● Stated task: Begin at the line with "Warehouse pick-planner input: mark the moss-like" and output every line through the end of the records, exactly as given. Omit pictures.

● Records:
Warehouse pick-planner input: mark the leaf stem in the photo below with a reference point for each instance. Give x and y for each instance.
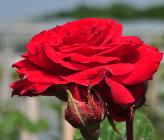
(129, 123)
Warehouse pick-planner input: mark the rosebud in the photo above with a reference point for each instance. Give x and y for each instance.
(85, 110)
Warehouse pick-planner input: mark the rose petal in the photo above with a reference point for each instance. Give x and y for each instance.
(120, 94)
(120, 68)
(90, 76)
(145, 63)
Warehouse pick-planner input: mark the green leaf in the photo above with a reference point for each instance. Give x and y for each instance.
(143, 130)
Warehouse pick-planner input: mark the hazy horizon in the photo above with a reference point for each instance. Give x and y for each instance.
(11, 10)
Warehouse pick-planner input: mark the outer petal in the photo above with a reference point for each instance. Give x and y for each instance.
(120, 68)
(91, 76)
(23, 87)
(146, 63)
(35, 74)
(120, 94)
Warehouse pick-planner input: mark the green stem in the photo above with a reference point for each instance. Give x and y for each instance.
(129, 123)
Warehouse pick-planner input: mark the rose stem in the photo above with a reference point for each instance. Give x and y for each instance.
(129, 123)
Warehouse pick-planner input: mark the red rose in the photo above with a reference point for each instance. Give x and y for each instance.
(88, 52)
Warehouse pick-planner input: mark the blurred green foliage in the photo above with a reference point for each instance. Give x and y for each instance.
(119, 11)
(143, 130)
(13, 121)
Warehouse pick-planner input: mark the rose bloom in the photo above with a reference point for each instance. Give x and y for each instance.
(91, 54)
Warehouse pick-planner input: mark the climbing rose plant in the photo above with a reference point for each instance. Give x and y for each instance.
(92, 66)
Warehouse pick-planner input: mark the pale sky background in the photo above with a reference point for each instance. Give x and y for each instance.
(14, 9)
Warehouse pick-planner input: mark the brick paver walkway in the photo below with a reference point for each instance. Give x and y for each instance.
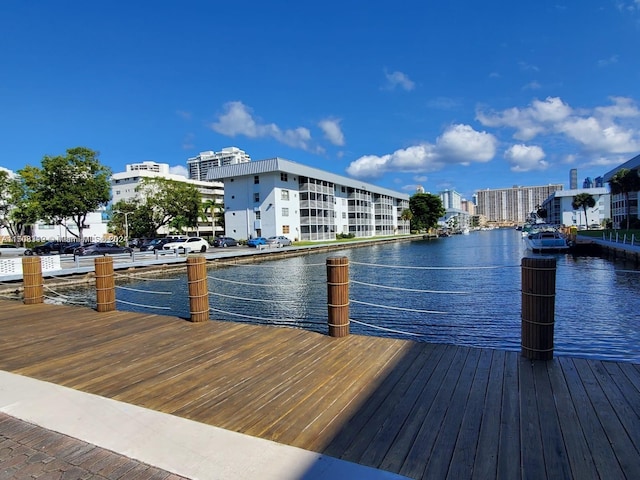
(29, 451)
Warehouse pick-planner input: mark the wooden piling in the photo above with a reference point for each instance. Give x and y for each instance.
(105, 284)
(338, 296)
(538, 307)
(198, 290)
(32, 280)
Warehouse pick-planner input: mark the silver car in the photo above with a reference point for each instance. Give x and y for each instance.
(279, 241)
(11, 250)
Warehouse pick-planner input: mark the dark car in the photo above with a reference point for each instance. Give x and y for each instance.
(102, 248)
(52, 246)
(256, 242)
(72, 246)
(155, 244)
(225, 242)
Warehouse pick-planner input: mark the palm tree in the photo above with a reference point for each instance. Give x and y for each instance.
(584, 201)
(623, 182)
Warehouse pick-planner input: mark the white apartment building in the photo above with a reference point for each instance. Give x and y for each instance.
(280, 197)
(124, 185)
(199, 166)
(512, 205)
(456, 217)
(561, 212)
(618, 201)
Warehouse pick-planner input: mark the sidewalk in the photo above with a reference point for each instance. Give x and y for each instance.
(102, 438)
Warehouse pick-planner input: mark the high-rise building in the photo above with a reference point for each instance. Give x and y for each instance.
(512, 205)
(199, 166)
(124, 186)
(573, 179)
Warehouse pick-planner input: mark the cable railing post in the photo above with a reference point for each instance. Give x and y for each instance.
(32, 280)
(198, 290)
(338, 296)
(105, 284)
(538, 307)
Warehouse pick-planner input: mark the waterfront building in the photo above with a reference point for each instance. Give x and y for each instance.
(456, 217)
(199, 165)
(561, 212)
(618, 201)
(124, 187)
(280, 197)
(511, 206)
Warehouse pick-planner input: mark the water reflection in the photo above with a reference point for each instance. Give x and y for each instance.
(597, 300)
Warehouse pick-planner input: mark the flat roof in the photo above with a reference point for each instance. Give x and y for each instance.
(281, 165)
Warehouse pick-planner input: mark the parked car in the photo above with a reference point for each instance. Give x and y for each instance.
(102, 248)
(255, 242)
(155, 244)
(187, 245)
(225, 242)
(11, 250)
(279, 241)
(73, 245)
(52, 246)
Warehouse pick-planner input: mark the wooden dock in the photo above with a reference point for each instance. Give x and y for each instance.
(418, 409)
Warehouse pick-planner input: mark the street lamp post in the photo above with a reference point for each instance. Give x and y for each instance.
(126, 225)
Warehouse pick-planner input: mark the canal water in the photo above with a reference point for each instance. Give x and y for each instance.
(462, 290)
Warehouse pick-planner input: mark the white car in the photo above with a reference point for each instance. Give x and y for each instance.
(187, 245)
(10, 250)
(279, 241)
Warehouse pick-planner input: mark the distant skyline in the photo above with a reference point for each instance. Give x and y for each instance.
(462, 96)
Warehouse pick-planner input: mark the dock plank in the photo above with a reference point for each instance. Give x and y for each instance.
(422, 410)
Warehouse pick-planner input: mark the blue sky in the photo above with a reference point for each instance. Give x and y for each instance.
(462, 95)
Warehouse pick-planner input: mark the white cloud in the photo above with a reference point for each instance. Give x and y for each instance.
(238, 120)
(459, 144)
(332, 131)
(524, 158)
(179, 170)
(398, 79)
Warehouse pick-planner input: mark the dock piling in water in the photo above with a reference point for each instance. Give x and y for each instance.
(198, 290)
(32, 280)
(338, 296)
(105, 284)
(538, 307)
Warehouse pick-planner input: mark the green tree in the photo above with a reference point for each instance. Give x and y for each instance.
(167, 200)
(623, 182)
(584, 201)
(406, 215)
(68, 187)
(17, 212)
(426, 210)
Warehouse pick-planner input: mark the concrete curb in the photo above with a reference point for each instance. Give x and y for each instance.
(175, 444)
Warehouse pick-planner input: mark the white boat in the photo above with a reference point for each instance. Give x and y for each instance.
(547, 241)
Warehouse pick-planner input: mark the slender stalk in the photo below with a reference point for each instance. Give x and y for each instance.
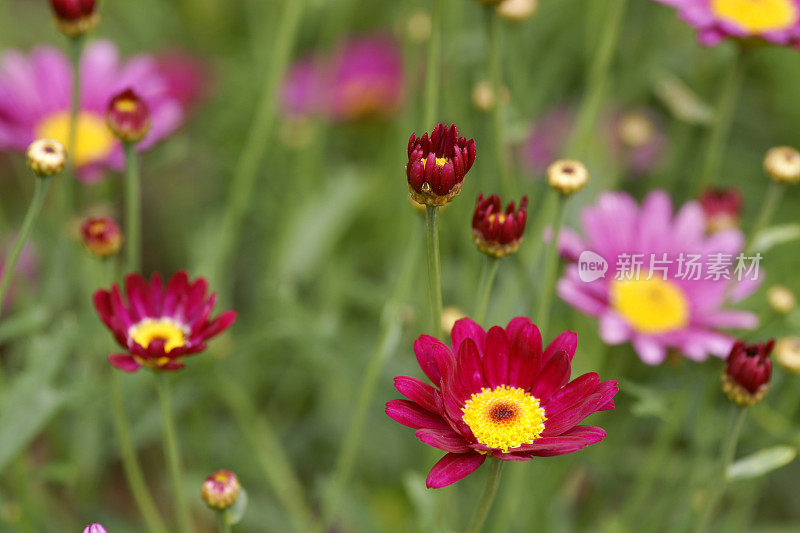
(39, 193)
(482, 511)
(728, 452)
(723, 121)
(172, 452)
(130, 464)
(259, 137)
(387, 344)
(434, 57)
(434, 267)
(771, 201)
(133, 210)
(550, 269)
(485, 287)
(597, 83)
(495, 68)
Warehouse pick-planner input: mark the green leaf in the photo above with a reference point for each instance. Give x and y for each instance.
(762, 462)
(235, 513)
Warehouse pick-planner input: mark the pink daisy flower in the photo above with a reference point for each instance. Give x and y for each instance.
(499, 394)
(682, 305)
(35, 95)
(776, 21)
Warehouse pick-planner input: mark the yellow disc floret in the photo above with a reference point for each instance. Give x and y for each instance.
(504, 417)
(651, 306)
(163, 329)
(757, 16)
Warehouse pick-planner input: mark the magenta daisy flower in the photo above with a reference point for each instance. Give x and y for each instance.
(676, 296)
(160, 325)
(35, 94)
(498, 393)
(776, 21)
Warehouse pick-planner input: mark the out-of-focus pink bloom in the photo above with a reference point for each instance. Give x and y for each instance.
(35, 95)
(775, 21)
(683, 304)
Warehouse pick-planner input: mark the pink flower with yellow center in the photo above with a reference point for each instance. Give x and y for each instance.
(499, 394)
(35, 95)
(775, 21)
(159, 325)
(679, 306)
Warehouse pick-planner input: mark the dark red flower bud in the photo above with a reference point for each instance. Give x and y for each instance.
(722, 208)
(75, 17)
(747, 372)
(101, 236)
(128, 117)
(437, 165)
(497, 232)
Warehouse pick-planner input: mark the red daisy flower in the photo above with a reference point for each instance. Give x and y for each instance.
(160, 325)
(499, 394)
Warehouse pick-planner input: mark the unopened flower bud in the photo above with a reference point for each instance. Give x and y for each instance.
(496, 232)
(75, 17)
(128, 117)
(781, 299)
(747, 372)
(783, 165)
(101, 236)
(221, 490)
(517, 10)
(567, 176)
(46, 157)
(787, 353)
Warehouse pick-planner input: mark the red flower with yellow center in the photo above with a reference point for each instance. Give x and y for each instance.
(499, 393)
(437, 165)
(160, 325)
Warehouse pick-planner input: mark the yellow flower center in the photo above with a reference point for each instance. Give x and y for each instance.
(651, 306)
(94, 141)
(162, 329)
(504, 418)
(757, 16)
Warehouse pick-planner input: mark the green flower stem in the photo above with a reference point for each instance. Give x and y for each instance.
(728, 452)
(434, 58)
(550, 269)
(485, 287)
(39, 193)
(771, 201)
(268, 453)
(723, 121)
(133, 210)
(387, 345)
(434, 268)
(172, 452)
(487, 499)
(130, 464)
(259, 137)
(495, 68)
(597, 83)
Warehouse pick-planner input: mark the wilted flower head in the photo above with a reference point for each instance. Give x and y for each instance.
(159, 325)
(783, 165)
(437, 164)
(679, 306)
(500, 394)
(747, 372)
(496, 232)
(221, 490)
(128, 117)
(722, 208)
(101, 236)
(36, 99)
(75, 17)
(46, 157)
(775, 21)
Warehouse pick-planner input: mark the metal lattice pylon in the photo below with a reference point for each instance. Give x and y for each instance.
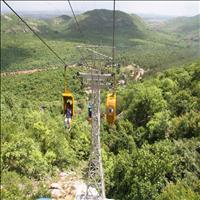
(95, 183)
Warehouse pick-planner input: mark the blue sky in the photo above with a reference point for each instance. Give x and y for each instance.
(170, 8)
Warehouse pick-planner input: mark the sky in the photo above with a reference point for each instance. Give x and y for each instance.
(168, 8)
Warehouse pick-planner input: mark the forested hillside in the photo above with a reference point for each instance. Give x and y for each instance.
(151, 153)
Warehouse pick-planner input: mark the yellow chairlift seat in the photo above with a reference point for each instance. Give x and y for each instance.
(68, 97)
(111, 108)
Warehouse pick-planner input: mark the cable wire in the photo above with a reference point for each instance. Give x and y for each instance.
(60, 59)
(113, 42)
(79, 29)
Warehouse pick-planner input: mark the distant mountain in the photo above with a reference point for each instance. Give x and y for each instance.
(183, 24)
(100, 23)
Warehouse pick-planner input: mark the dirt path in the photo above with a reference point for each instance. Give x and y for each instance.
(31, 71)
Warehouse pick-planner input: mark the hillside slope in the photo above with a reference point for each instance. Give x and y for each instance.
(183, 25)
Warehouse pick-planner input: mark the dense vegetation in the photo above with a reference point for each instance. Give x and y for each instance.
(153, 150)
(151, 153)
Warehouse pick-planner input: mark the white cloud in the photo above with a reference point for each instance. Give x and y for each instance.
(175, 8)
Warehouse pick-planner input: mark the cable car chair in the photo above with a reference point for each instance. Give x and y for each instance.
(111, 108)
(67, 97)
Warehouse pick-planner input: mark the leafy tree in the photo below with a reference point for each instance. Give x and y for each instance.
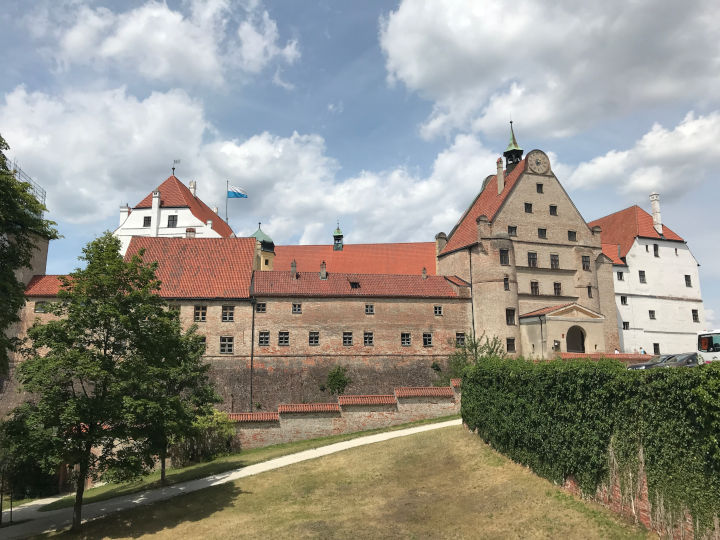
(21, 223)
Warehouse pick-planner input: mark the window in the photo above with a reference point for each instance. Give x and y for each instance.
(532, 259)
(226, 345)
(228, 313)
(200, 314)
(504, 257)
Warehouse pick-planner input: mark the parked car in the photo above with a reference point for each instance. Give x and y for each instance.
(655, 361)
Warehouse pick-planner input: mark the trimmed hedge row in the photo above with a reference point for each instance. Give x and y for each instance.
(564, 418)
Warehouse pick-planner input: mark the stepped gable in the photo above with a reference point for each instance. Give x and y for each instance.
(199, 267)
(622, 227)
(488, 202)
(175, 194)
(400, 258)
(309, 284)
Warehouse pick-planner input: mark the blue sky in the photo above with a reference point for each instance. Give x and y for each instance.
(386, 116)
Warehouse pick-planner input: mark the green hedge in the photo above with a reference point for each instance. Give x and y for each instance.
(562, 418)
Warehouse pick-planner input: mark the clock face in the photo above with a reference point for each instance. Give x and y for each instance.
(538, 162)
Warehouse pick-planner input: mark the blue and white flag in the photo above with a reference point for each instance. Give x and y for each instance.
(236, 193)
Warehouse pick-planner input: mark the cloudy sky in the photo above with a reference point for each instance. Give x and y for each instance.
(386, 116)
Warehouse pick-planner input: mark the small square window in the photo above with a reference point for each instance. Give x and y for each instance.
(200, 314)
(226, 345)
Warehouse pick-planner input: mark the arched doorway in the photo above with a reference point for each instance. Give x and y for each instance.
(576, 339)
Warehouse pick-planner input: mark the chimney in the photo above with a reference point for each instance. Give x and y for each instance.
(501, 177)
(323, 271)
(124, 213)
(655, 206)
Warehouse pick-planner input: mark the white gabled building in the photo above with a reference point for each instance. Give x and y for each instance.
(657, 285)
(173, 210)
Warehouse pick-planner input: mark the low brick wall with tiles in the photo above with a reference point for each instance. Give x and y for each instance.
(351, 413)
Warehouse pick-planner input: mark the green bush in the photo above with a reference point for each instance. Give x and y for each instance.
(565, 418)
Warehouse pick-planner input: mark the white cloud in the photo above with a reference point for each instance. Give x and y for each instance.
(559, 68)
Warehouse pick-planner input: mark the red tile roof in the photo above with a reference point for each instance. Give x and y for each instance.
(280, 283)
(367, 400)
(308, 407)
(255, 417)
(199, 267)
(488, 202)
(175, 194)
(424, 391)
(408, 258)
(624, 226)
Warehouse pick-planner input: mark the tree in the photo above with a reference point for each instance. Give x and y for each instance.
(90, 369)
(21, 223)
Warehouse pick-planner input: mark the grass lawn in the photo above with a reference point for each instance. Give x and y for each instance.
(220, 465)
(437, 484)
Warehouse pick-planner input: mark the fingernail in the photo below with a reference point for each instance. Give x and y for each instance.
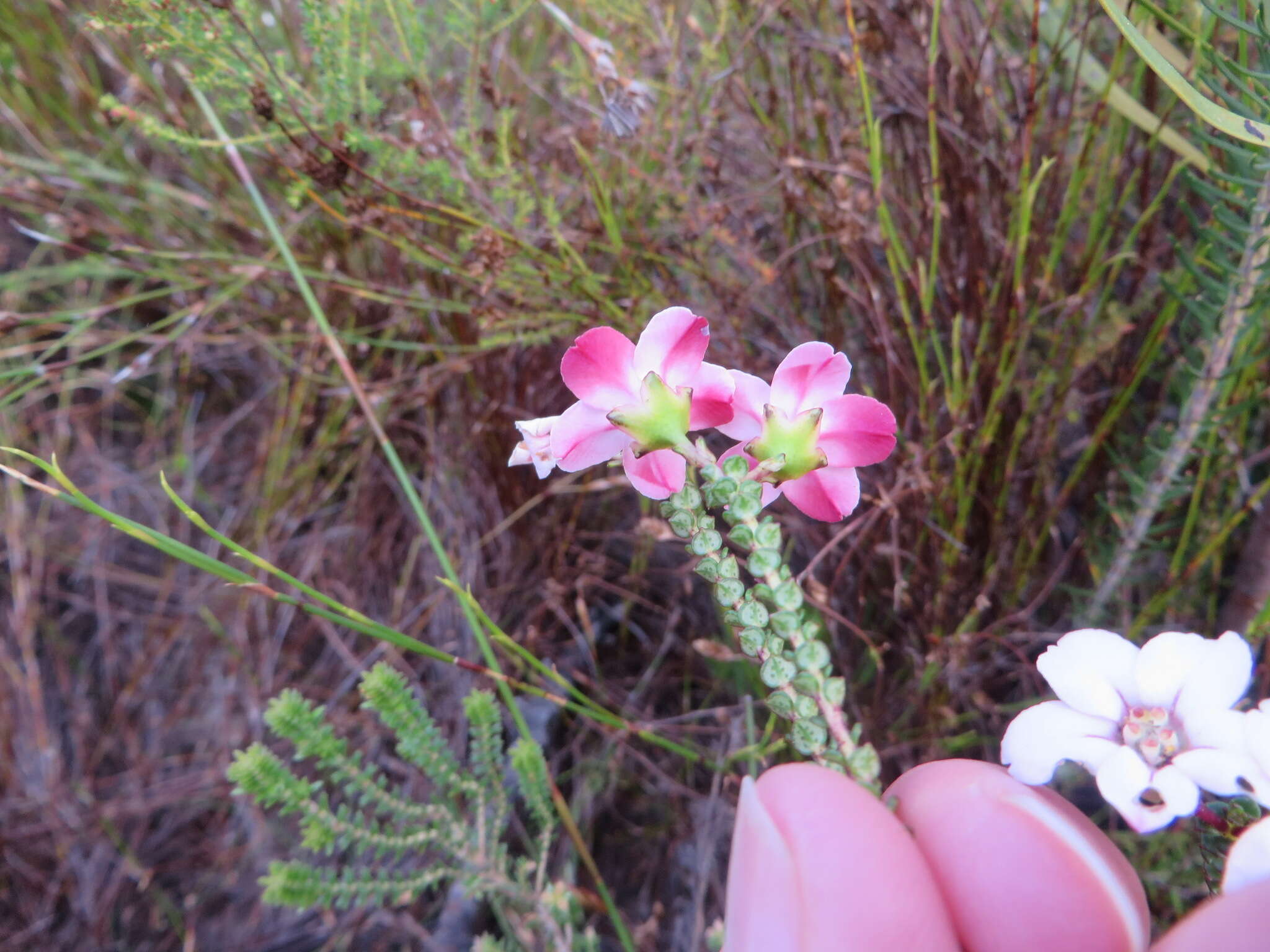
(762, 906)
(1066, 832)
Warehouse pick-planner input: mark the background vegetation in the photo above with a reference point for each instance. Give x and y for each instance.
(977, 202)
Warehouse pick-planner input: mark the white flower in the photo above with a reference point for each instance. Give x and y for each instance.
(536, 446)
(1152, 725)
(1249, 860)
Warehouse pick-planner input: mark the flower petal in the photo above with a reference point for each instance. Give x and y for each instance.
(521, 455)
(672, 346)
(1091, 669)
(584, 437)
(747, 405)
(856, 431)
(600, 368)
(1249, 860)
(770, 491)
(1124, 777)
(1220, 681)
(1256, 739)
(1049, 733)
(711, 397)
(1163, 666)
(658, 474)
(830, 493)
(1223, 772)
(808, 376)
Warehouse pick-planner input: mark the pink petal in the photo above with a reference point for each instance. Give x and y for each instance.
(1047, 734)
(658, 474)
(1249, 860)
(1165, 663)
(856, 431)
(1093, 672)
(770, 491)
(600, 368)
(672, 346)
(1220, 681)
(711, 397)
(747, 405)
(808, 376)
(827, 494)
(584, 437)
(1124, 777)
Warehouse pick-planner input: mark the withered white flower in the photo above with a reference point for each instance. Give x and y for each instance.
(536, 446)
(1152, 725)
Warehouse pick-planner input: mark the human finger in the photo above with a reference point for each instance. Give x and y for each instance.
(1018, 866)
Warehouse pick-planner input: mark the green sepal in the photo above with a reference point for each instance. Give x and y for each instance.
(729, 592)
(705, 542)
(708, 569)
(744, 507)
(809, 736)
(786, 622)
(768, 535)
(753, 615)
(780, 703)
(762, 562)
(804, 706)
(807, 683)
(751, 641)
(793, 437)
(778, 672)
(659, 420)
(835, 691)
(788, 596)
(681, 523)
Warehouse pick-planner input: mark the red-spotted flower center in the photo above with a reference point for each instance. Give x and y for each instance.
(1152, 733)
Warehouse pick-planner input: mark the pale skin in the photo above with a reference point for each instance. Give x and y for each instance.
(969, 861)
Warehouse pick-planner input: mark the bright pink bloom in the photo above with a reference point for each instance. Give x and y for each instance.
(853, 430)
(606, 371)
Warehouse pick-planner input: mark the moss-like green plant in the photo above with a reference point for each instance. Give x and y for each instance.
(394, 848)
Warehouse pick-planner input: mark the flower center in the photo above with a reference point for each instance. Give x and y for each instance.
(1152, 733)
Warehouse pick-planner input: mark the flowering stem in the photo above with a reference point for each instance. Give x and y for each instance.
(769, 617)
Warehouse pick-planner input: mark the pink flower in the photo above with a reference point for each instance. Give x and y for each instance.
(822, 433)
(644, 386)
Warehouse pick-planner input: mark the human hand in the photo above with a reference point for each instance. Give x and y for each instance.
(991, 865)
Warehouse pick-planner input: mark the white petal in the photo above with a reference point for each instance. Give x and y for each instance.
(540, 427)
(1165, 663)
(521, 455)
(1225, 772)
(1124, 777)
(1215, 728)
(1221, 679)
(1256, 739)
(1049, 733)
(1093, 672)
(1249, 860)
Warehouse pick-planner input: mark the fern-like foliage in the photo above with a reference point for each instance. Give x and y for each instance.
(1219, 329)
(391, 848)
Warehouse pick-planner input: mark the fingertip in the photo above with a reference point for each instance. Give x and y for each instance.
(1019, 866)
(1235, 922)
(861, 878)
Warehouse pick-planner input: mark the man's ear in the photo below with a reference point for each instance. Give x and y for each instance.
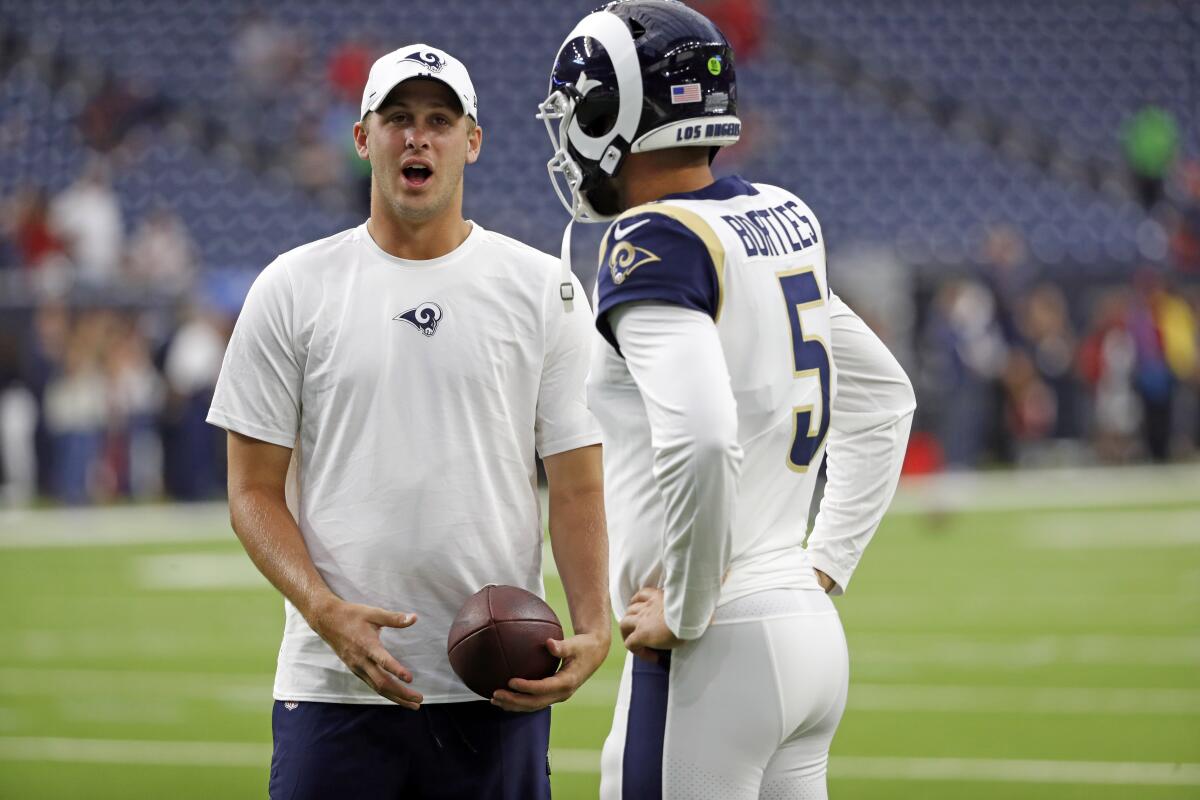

● Result:
Warehouse pick-planner input: mark the moss-like green plant in the photo above with a reference point for each instance. Give x and y for each instance.
(394, 848)
Warehouse pick-planner input: mark the flower center in the photo above with a reference point for each instance. Give x and y for each instance.
(1152, 733)
Warehouse pick-planner input: mark the flowering stem in the photo above with a reference point for each instance. Give x and y for each instance.
(769, 617)
Warehouse pick-planner input: mark the pink flower in the photo above with a reference point for each instance. Give x and y for each instance.
(822, 433)
(644, 386)
Warehouse pick-planner input: mark the human hand in the photo above with a reference point for each instance. Give x and y for each instance.
(991, 865)
Warehouse pick-planner input: mark the white petal in the photo above with a reference point for each instance. Give x and y for each instance.
(540, 427)
(1165, 663)
(521, 455)
(1225, 772)
(1124, 777)
(1215, 728)
(1221, 679)
(1256, 739)
(1049, 733)
(1093, 672)
(1249, 860)
Warehouse pick-planner input: mark the fern-like foliage in the photo above with a reference point for each instance. Give x and y for each instance.
(1219, 329)
(391, 848)
Warehouse pick-planner input: mark the fingertip in the photo above with a reference point for each instance. Give x and y for each instance.
(1019, 866)
(1235, 922)
(861, 878)
Warehouse pick-planner input: mark the man's ear in the photo below with a reference point for each instance. Give x and y for each instance.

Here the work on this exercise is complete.